[e2e] A simple scenario. (Basically the reason for the sliding window thread ; -))

Detlef Bosau detlef.bosau at web.de
Fri Jan 5 12:45:44 PST 2007

Joe Touch wrote:
>> Shouldn´t the ACKs be clocked by the TCP data packets, at least in
>> symmetric paths? Thus, the ACK clocking should reflect the TCP rate
>> which is achieved downstream?
> It does - 'downstream' is really the splitter, i.e., the thing
> generating the ACKs. Since the path to the splitter and back has no
> bottleneck, there's no ACK pacing going on.

O.k. That´s the general problem with splitting and ACK pacing. When you 
do dumb spoofing, the sender is not correctly paced by the ACKs. In case 
of a (imminent) buffer overrun at the splitter the sender is throttled 
by TCP flow control.
>> It´s interesting what handles to the final CLOSE ACK here which is
>> typically not spoofed in splitters to ensure poper ACK semantics.
> I don't understand "proper ACK semantics". The splitter destroys those.
> The semantics that may be kept are at the connection level
> (open/closed), but the semantics of data ACKs are irrevocably destroyed.

I think of the semantics at the connection level. Which I think to be 
sufficient in many cases. In fact, I think the main problem is that a 
splitter introduces a single point of failure / hard state into the 
path: If a router fails, the flow may continue along an alternate path.

MATERIAL:
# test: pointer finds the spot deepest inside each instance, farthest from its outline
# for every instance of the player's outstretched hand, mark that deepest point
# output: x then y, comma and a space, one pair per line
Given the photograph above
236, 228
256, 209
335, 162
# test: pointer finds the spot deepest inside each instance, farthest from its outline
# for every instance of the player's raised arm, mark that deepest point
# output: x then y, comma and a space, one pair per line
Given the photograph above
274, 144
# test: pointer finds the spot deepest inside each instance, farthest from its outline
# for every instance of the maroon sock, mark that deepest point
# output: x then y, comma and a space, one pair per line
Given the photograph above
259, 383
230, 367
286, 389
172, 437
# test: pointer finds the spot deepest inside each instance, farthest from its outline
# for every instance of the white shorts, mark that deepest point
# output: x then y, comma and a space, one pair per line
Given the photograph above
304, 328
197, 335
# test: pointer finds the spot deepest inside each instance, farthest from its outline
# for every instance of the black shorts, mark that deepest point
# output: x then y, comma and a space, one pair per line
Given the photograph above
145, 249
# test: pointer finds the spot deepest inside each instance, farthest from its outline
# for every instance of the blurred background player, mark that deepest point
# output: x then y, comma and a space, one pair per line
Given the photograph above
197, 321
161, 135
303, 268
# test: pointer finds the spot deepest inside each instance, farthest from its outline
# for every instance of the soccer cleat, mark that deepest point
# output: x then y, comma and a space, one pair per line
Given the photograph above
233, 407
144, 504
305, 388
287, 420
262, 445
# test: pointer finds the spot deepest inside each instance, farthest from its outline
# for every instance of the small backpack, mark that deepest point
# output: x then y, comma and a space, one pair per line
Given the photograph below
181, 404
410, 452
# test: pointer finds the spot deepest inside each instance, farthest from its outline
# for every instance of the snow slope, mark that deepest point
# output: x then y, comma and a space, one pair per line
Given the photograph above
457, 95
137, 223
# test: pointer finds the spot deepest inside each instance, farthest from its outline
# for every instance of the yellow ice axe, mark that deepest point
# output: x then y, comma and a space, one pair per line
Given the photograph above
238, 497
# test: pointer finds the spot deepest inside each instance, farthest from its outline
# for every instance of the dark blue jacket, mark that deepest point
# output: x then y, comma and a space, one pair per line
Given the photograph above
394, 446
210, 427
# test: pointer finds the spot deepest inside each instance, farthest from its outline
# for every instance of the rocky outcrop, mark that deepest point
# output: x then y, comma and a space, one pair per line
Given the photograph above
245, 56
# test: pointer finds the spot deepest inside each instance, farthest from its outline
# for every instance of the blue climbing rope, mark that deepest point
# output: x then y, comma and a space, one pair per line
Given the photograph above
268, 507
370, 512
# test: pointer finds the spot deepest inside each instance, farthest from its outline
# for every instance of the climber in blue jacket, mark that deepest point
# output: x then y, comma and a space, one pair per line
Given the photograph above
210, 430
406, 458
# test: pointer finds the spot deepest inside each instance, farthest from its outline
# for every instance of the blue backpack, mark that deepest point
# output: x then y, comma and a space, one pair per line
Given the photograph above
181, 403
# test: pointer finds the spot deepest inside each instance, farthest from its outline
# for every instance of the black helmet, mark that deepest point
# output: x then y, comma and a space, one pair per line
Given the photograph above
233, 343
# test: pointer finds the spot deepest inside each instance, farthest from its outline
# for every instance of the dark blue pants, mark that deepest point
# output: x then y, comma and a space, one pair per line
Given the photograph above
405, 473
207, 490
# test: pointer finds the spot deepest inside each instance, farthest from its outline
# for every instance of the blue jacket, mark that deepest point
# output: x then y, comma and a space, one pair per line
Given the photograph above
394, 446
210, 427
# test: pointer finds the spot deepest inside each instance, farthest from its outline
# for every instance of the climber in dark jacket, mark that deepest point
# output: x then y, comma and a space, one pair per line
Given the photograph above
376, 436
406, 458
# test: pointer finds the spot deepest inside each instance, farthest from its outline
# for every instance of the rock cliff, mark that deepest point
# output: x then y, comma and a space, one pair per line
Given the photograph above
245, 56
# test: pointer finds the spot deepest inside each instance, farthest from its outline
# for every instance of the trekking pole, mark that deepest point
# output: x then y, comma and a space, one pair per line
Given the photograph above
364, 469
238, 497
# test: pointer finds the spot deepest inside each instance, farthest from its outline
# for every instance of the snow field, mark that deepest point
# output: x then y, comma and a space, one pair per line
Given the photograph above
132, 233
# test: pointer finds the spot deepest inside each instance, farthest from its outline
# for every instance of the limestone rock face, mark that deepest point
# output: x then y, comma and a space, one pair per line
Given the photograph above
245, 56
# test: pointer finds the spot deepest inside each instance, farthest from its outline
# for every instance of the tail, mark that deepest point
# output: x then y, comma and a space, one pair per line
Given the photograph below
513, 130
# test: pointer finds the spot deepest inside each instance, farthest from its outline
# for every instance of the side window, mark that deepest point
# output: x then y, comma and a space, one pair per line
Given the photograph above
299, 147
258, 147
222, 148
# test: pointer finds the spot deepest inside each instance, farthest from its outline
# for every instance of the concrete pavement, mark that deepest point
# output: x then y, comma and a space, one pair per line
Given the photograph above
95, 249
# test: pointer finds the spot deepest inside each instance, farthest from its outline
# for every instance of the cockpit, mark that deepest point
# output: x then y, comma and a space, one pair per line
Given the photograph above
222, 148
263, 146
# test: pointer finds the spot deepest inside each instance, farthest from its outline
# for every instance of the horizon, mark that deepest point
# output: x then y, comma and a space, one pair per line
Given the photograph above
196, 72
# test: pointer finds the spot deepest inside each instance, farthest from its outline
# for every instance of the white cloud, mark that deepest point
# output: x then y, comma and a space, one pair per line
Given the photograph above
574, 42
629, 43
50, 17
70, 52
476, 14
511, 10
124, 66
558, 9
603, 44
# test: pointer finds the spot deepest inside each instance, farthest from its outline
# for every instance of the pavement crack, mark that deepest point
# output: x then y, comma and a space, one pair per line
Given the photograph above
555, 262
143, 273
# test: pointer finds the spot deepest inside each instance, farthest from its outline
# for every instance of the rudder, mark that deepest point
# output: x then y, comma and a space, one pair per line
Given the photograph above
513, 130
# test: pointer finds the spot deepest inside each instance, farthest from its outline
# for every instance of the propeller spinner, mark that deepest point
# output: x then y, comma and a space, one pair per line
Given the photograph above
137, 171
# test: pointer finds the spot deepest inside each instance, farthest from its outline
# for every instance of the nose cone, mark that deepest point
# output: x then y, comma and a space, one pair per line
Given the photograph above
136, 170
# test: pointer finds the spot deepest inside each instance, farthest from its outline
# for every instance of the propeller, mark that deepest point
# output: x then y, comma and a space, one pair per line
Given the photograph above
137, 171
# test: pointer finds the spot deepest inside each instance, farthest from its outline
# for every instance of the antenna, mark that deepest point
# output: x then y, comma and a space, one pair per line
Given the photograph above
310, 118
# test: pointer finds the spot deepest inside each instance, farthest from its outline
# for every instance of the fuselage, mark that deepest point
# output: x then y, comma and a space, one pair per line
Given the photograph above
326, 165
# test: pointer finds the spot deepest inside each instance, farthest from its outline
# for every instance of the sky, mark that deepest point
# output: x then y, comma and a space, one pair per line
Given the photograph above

SHORT PROBLEM:
Continue the mailing-list message about TCP splitters and ACK pacing from where it stops.

WRITTEN ANSWER:
If a splitter fails, the flow is dead because we cannot recover from the 
lost state.

However, we should careful look at the technology in use: Particularly 
in mobile wireless networks, I´m not totally convinced (perhaps somebody 
can comment on this one?) that there are no single points of failure in 
the path, e.g. a SGSN in GPRS. In that case, the state is "hard" anyway 
and "making it harder", e.g. by putting a PEP at the SGSN, does not 
really worsen the situation.

>> Perhaps, the scheduling caused variations in packet delivery times are
>> the most distinguishing mark for mobile wide area networks compared to
>> other network technologies. (I would be glad to get comments on this
>> claim!)
> Variations in delivery times can be handled via PEPs that don't spoof
> ACKs, e.g., ones that pace the data and/or ACK paths, but don't actively
> participate in the communication.

Really? I agree with you for the Remote Socket Architecture 
(Schlager/Wolisz) because that architecture actually does not split the 
connection but places the PEP mechanism at the application/socket interface.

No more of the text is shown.